## 取り組む課題
1. 興味と関心についての文章のうち、「時間帯が違えば…言うなれば、」から始まり「足りなかったのかもしれない。」に至るまでを一字も変えずに書き写しなさい。
2. 興味と関心についての文章を、最後に示された文の後から書き継ぎなさい。

┌─ 読解文

2016年5月31日火曜日

助手

 昨日、興味と関心について書いたが、そもそも興味や関心はどこから湧いてくるのだろう。以前だったら何か思いついたら実行せずにいられなかった。

 もし…こうなったら…こうしてみたら…

 例えば、風景写真を撮る。すると天候が良くなかったり、季節感が感じられなかったり、時間帯が適当でないために平凡な写真になったりすることがままある。すると自然に沸くのが「興味と関心」だった。

 天候が良かったらもっと良い写真になるだろうか。
 季節が変わったらどんな写真を撮れるだろう。
 時間帯が違えば…言うなれば、条件を変えて違う結果が出ることに「興味と関心」があるのかもしれない。

 それは音楽でもそうだった。ギター、キーボード、オカリナ、ハーモニカ…比較的手の届きやすい色んな楽器を試してどんな結果が出るのかを楽しんでいた。音楽の場合は、思い切って練習したり教わる機会を持つこともなかったので上達することはなかった。熱心さが足りなかったのかもしれない。

└─
┌─ データ資料

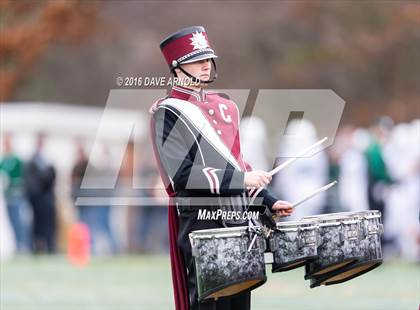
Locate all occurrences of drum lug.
[297,235,304,249]
[297,231,318,249]
[190,238,199,257]
[239,242,248,256]
[378,223,384,235]
[258,238,267,253]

└─

## 課題別の解答
1.
時間帯が違えば…言うなれば、条件を変えて違う結果が出ることに「興味と関心」があるのかもしれない。

 それは音楽でもそうだった。ギター、キーボード、オカリナ、ハーモニカ…比較的手の届きやすい色んな楽器を試してどんな結果が出るのかを楽しんでいた。音楽の場合は、思い切って練習したり教わる機会を持つこともなかったので上達することはなかった。熱心さが足りなかったのかもしれない。

2.
 もちろん描くこともそうだった。鉛筆、水彩、パステル、アクリル絵の具、油彩、木炭、墨汁…おそらく自分で試して未知の結果を知ることが好きだったのだろう。両親が賛成していなかったにも関わらず、展覧会を観に行ったり作家さんを訪ねたり通信教育を受講したり教室にも通った。おそらく自分自身のまだ見ぬ変化を知りたかったのだ。

 そう考えると「未知のもの」が「興味と関心」の対象になっていることになる。
 まだまだ未熟者には違いないから「未知の成長」は残されているはずであるにも関わらず興味や関心が持てなくなっているとすれば、色んなことを試してきたからこそ「結果が予想できること」も多くなってきたのかもしれない。

 頑張っても届かない自分の限界。
 根拠のない自信の喪失。
 幸福感をイメージする想像力の萎縮。

 目の前のことをひたすら追いかける時代を過ぎて、挫折の谷と絶望の闇を抜けてきたから止むを得ないことであるとも思う。しかし、道はまだ続いている。

撮影:2010/06/01

 準備をしているのに忘れていることが多い気がする。

 大切なことだから忘れないうちに準備しておこうと思い、準備したことを忘れてしまっている。「転職が多かったせいだろうか」とふと思った。アシスタントとか助手とか下積みばかりだった気がする。準備がきちんとしていれば失敗も少ない。
 昔から「段取り八分」という言葉があるように何かに取り組む場合は段取りが重要な意味を持つ。
 問題は残り二分。
「終わり良ければすべて良し」とも言われるくらい仕上げが大切であることは言うまでもない。過不足なく完成させるためのコツやノウハウがあるはずだ。そこがわかっていないのかも知れないと思う。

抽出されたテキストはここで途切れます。